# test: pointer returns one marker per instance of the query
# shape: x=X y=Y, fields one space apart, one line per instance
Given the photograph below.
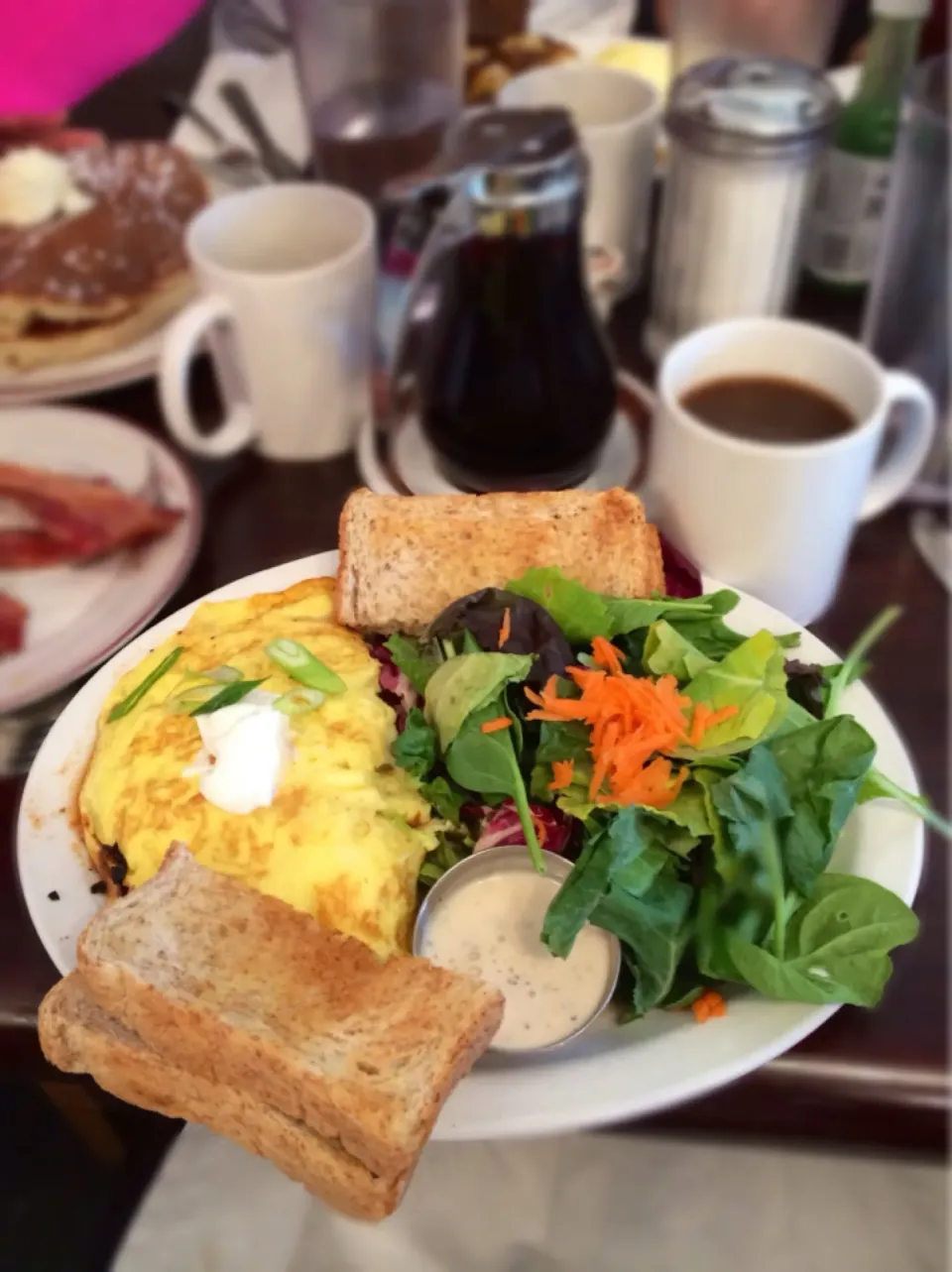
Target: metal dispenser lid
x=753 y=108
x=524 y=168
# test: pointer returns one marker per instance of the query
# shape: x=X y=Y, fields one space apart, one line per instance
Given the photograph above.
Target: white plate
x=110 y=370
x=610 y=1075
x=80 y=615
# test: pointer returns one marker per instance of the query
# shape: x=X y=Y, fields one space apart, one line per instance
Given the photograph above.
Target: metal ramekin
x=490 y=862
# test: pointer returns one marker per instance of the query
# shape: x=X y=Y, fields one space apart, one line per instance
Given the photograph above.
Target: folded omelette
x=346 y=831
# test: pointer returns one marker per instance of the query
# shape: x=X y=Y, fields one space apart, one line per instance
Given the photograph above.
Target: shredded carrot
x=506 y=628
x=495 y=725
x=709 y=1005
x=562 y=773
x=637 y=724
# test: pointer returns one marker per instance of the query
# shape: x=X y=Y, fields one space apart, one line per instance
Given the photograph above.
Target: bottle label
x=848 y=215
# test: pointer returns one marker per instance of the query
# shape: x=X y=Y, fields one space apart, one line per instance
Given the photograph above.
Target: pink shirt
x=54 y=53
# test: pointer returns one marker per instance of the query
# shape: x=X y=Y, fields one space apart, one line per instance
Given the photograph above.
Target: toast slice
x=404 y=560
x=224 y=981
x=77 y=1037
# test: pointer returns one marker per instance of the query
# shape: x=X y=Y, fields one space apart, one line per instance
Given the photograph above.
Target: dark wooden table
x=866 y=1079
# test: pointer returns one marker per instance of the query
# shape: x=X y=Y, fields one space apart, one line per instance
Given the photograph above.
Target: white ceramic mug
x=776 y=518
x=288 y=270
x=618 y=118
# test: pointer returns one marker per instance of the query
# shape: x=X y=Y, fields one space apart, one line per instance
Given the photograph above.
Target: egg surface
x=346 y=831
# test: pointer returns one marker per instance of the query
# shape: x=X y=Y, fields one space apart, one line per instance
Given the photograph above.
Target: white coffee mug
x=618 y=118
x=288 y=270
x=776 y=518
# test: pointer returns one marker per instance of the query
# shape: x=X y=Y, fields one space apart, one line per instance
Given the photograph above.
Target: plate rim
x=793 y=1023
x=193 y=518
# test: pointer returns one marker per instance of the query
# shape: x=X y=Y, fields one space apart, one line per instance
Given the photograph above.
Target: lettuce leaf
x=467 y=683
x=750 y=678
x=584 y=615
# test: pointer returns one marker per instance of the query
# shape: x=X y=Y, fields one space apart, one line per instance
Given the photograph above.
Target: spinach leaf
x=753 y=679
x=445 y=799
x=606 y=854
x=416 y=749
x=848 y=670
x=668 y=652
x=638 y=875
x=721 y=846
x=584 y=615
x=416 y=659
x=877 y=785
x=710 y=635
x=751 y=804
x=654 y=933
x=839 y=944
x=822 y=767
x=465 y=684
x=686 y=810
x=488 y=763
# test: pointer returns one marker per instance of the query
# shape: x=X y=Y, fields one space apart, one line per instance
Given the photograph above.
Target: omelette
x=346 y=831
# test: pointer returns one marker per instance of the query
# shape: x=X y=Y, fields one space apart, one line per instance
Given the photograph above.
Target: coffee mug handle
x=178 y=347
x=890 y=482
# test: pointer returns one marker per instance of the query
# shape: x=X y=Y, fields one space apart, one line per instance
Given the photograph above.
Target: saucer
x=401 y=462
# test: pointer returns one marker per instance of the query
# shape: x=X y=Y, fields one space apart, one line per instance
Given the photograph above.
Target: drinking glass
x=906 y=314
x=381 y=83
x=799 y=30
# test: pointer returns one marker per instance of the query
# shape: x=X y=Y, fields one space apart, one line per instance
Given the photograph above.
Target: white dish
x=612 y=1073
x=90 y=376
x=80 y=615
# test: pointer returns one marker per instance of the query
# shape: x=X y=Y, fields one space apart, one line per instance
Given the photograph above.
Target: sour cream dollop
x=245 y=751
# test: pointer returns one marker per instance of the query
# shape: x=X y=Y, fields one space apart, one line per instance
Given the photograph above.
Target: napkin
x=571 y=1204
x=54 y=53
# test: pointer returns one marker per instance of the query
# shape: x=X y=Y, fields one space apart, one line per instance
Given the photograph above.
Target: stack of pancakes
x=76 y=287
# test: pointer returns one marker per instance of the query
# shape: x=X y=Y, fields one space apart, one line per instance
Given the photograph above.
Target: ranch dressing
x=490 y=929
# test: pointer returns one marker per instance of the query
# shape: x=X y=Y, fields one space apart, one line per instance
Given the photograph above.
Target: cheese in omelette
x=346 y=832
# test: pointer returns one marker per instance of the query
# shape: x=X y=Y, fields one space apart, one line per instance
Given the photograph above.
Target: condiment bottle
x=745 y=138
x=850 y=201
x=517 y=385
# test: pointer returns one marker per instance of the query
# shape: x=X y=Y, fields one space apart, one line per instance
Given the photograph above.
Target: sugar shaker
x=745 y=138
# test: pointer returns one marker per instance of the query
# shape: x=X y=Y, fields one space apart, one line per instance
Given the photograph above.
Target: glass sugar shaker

▬▬▬▬▬▬▬▬▬▬

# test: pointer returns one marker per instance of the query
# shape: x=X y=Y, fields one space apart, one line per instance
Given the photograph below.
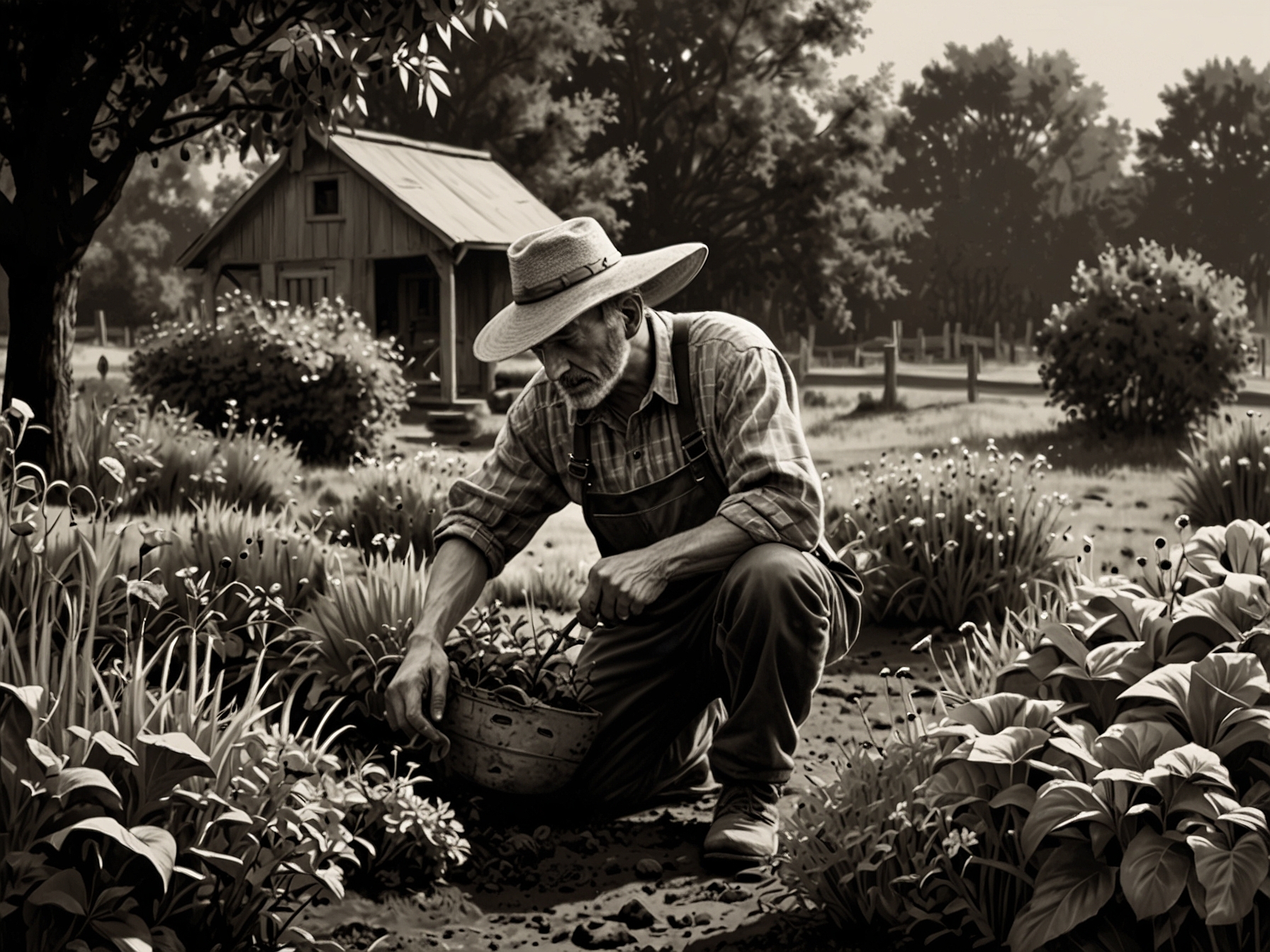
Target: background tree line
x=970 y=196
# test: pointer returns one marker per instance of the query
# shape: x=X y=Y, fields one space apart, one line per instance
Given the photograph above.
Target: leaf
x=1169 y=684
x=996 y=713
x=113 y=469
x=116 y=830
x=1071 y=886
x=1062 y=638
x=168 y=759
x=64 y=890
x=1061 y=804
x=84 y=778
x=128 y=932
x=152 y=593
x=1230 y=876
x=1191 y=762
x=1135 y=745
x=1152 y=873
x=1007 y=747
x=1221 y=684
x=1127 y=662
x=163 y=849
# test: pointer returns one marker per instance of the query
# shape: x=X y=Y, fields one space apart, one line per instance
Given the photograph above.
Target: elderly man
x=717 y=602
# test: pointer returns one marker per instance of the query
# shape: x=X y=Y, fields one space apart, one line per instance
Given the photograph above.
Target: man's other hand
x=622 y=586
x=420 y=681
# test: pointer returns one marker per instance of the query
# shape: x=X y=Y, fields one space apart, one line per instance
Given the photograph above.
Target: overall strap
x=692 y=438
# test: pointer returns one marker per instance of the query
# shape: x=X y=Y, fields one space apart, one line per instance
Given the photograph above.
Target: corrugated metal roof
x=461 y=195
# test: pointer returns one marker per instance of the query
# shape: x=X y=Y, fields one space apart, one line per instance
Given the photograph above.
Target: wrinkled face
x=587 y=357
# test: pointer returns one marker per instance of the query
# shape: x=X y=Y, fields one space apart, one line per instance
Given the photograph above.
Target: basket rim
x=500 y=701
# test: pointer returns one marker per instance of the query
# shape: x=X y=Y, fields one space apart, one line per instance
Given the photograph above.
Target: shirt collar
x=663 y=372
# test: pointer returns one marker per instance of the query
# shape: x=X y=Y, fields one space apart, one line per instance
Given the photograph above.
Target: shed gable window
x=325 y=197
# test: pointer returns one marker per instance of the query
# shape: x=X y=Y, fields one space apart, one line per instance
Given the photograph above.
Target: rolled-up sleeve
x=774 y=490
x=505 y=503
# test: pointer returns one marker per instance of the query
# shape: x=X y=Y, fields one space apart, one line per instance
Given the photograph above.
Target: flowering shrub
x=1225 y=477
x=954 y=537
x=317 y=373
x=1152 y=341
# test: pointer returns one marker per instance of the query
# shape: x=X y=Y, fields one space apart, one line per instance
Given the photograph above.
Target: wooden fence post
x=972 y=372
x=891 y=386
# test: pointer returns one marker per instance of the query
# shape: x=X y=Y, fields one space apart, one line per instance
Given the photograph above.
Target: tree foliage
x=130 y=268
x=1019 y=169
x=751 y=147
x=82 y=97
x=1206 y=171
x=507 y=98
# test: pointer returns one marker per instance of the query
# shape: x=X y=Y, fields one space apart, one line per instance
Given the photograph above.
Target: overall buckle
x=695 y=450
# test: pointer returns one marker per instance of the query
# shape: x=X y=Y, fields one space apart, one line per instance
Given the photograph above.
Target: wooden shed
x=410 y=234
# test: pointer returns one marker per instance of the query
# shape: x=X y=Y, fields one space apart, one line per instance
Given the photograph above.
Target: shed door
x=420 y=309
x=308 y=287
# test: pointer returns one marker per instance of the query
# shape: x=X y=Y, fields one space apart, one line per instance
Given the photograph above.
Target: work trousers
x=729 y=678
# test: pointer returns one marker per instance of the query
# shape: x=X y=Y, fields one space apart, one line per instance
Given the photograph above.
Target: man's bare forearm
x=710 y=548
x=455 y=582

▬▬▬▬▬▬▬▬▬▬

- _Work to be completed_:
Would you quote everything above from the line containing "Target: drinking glass" down to the line containing "Target: glass sugar shaker"? Include both of those lines and nothing else.

- _Task result_:
Target: drinking glass
x=906 y=314
x=381 y=83
x=799 y=30
# test: pointer returns one marker per instance of the query
# shape: x=X y=Y, fields one space apart, one line per instance
Given the photograph above.
Target: white dish
x=612 y=1073
x=90 y=376
x=80 y=615
# test: pointer returns one marker per instance of the query
# shape: x=X y=Y, fields one space apart, one line per instance
Given the photograph above.
Target: sour cream dollop
x=245 y=751
# test: pointer returns one marker per instance of the query
# shape: x=X y=Y, fields one space apart, one line per instance
Given the photograph above.
Target: napkin
x=571 y=1204
x=54 y=53
# test: pointer returns one marker per instance of the query
# shape: x=X y=Y, fields one space apart, one line per instance
Given the photograph above.
Target: stack of pancakes
x=76 y=287
# test: pointer returns one marker per instance of the query
# shape: x=X y=Y, fields one space apart, one line per instance
Given the photograph above.
Target: ranch dressing
x=490 y=929
# test: pointer returns one marker per instance of the query
# shape: x=X y=Y, fields one space apart, one line per instance
Given the photograph above.
Target: cheese in omelette
x=346 y=832
# test: pointer returns one marker per instance of the query
# shape: x=X y=Y, fields one space apart, one line per instance
Given the photograph above.
Target: condiment bottle
x=745 y=138
x=850 y=201
x=517 y=385
# test: pointer returns one marker per instance of the query
# shape: x=X y=Y, fields one space apart, one line per instance
Given the photograph above.
Target: sugar shaker
x=745 y=138
# test: pointer returns one marker per instance of the query
# shape: x=X y=Y, fields one space apart, one line per instance
Given the photograph above.
Target: glass sugar shaker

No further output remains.